Stated goal: Please convert the data below into a numbered list, leaving out blank lines and covering only everything from the line containing "Annotate the water ripple" down to the line containing "<point>12,54</point>", both ends included.

Raw records:
┌──

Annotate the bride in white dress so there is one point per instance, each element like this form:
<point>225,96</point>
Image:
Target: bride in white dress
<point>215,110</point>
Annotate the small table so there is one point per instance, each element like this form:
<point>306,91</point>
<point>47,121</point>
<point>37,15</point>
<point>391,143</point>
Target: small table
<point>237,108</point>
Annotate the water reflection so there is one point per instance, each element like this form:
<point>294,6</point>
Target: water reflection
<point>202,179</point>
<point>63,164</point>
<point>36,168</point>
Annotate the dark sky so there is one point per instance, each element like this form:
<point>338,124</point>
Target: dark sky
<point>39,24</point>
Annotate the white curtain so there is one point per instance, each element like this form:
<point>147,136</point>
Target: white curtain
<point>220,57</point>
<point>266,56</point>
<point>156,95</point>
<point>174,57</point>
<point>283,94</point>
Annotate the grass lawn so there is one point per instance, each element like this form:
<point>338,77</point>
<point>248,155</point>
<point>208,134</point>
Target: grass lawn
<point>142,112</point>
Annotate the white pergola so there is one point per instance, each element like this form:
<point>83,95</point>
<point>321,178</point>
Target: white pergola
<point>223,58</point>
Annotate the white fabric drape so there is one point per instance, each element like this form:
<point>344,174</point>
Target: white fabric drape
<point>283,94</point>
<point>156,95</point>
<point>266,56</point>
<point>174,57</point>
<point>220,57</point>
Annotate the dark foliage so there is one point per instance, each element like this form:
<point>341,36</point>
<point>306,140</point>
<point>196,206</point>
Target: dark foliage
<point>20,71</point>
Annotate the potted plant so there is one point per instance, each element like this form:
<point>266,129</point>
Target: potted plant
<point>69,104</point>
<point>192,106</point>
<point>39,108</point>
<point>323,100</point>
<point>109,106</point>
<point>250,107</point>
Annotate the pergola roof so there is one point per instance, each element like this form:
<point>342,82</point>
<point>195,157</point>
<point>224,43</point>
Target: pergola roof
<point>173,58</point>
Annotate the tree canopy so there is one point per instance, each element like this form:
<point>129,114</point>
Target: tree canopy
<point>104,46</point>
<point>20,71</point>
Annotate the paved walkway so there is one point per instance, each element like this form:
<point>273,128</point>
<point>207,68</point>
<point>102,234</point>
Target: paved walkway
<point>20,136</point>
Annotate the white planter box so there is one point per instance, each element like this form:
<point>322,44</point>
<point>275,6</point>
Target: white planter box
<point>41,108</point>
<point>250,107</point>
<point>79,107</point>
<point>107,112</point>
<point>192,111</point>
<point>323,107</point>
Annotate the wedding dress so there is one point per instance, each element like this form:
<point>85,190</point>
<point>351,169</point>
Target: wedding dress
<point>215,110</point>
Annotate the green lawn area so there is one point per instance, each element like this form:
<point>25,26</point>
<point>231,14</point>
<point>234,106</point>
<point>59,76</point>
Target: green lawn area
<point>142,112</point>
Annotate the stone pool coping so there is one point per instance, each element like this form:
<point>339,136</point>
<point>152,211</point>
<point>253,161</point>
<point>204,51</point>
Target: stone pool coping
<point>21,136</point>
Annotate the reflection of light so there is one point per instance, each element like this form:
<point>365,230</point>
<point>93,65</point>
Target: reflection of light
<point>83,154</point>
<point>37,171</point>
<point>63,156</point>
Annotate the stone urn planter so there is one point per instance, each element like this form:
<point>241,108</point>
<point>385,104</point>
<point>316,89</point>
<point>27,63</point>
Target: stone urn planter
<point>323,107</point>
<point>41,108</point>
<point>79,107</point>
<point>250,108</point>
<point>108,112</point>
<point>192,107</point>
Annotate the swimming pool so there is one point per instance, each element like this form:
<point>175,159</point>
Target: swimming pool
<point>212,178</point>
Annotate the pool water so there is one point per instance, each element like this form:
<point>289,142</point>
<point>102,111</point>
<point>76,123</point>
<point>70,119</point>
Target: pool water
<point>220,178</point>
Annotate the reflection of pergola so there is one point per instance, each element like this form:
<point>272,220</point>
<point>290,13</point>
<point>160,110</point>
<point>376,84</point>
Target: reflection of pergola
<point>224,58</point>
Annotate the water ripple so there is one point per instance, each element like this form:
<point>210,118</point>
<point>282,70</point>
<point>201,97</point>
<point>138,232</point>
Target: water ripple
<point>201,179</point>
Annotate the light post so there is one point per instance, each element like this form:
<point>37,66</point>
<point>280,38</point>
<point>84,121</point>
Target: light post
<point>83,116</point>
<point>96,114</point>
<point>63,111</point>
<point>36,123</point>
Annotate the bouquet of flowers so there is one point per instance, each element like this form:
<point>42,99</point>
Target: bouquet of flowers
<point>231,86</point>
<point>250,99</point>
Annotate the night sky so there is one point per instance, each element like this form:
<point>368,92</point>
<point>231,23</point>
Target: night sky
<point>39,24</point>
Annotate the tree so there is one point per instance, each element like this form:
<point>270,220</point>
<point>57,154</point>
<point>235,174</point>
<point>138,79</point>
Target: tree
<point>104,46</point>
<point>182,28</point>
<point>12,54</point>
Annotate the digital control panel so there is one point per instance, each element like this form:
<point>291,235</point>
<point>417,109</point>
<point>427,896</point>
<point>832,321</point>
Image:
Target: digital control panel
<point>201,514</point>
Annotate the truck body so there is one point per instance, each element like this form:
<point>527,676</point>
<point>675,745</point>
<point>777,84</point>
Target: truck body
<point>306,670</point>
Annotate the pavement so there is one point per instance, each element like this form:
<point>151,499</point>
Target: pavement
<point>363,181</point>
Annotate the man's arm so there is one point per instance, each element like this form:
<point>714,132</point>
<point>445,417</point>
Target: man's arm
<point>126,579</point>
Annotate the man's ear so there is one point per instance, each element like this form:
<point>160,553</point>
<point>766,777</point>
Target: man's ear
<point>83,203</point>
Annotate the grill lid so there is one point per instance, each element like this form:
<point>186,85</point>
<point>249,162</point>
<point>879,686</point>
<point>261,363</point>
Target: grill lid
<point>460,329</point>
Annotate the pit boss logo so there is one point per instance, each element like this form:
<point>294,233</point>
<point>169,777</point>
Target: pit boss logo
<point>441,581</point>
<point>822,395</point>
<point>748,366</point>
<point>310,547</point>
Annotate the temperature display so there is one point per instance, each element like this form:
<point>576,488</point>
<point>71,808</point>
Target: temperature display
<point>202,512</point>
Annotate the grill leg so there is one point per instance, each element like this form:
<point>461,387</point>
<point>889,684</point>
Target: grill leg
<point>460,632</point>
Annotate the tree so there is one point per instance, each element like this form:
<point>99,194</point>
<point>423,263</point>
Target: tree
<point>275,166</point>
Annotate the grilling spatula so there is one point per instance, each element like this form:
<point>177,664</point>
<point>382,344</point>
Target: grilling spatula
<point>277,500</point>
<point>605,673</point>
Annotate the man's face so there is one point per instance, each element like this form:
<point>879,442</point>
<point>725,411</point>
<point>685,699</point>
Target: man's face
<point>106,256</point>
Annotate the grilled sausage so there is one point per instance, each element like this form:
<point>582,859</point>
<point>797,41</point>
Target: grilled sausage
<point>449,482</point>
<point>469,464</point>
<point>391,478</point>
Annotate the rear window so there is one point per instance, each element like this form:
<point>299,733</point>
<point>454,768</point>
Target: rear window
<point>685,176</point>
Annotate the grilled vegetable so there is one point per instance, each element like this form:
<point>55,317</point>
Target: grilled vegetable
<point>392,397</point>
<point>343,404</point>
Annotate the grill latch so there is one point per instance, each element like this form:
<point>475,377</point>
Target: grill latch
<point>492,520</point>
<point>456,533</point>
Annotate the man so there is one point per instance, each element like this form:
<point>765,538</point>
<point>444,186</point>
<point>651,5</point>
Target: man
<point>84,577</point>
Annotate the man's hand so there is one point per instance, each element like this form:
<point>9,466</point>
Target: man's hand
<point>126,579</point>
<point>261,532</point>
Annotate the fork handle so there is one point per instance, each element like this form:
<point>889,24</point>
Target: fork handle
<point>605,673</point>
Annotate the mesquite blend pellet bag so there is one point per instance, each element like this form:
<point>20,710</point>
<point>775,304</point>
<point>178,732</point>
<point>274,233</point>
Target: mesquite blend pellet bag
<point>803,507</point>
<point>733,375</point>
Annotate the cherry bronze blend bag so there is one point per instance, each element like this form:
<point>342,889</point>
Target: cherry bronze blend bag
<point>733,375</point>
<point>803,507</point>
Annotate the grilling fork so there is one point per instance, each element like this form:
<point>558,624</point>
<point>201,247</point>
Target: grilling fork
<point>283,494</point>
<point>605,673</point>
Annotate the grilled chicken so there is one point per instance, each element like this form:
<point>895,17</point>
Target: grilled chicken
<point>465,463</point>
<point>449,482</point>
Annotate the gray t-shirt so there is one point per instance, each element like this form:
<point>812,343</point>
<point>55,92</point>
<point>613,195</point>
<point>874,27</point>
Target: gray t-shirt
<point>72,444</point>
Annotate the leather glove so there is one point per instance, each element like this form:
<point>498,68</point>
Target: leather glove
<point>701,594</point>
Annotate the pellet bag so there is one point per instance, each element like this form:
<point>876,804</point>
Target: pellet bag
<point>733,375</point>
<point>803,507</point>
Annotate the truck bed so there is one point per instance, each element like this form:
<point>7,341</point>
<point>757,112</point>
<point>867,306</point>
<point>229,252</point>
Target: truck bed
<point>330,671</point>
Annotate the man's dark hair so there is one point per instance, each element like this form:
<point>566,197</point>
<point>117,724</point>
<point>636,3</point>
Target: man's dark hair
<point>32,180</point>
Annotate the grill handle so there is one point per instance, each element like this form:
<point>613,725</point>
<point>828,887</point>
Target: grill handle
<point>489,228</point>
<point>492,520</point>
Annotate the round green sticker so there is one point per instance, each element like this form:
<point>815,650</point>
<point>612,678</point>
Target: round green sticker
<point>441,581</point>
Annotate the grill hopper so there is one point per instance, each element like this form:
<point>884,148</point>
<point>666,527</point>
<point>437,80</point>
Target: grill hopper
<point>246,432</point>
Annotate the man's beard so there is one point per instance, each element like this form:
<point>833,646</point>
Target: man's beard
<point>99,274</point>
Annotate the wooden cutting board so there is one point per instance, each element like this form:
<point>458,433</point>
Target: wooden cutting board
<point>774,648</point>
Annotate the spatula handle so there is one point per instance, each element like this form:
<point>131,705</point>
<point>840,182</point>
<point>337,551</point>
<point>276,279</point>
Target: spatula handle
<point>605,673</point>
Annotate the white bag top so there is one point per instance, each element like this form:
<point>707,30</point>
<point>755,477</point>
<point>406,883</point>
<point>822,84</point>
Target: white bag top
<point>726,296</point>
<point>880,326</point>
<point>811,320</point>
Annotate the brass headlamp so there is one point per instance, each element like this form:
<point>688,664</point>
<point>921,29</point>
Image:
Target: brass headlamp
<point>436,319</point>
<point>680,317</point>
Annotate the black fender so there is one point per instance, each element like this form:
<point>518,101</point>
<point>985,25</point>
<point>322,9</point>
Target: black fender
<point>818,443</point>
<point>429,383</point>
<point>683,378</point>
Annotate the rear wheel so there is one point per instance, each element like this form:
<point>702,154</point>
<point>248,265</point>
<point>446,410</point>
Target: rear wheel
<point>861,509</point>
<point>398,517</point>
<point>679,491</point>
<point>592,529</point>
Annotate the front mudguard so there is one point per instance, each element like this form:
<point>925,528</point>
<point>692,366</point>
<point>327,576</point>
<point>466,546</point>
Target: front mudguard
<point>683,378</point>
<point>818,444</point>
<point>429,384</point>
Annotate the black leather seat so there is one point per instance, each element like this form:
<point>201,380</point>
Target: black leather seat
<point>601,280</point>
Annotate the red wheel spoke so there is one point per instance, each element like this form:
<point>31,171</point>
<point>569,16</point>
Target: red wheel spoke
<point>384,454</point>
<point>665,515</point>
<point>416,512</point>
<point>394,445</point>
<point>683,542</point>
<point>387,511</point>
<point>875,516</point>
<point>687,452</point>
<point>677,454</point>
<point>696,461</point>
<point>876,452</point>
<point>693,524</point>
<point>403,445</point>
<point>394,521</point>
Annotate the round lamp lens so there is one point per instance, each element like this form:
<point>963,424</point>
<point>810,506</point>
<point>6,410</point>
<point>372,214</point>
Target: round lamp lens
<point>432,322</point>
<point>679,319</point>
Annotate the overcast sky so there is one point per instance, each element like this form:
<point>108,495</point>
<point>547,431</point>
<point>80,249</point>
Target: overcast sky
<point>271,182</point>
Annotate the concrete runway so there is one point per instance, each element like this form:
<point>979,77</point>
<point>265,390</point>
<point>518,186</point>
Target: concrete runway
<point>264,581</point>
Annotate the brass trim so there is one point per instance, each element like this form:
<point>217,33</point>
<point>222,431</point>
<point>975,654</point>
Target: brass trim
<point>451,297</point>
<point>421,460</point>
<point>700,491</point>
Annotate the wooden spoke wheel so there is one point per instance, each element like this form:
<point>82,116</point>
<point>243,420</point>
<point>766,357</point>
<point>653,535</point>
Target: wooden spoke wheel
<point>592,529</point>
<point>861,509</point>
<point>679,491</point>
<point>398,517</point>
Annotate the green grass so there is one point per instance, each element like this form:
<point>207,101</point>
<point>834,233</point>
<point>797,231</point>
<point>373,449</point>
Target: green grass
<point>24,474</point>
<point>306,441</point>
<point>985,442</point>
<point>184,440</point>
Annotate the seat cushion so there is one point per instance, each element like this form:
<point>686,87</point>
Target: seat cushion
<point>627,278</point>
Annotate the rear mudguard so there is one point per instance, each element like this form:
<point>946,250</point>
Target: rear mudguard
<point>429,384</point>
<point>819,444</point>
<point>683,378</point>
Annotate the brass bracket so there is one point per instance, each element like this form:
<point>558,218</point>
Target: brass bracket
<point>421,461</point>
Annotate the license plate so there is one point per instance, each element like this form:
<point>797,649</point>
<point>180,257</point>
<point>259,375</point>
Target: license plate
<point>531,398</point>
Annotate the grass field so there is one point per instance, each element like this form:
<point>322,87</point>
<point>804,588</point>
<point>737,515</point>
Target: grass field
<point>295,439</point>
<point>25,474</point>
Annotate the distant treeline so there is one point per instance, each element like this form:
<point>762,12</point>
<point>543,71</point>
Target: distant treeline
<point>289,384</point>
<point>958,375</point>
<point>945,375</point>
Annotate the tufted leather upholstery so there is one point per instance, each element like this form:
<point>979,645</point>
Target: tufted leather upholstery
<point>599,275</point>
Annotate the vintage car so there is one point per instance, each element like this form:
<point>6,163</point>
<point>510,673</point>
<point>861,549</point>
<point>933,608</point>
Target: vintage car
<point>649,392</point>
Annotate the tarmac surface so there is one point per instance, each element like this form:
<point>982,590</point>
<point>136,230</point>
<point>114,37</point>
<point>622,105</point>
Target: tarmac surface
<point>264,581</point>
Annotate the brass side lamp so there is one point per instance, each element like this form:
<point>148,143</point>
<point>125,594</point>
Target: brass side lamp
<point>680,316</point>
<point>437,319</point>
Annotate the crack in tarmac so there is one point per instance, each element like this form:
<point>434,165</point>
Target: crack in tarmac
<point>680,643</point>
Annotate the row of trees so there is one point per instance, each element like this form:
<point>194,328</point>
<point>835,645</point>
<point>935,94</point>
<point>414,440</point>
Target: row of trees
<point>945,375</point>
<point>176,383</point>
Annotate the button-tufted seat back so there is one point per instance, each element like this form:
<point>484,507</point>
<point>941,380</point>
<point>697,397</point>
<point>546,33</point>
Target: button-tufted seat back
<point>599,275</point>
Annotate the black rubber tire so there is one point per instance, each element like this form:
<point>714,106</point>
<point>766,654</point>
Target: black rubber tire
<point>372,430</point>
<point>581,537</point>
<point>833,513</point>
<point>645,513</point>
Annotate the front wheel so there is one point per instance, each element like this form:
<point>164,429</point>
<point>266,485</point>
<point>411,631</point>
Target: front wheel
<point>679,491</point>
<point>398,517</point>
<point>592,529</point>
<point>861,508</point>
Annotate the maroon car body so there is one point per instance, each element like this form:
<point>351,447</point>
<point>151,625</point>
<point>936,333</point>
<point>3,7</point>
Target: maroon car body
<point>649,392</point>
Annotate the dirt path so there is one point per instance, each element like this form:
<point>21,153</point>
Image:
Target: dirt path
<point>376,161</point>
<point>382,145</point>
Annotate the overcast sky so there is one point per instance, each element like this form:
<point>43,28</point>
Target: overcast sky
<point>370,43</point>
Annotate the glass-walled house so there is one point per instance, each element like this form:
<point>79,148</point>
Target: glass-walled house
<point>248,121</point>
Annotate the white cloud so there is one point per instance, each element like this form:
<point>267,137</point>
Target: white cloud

└──

Response to the task:
1. Annotate the water ripple so there is one point per instance, each element like this form:
2. <point>210,118</point>
3. <point>282,70</point>
4. <point>201,97</point>
5. <point>138,232</point>
6. Target: water ripple
7. <point>201,179</point>
8. Annotate the light post so there is one point per instance, each element like this form:
9. <point>37,66</point>
10. <point>280,38</point>
11. <point>84,121</point>
12. Target: light post
13. <point>83,116</point>
14. <point>96,114</point>
15. <point>63,111</point>
16. <point>36,123</point>
17. Annotate the bouquet of flowers so there is one point per instance, each element like this form:
18. <point>42,99</point>
19. Target: bouquet of flowers
20. <point>231,86</point>
21. <point>250,99</point>
22. Annotate the night sky so there is one point per instance, each element like this form:
23. <point>368,92</point>
24. <point>231,23</point>
25. Target: night sky
26. <point>39,24</point>
27. Annotate the tree so there is one point per instance, each element like this form:
28. <point>270,220</point>
29. <point>57,154</point>
30. <point>235,174</point>
31. <point>138,79</point>
32. Target: tree
33. <point>104,46</point>
34. <point>182,28</point>
35. <point>12,54</point>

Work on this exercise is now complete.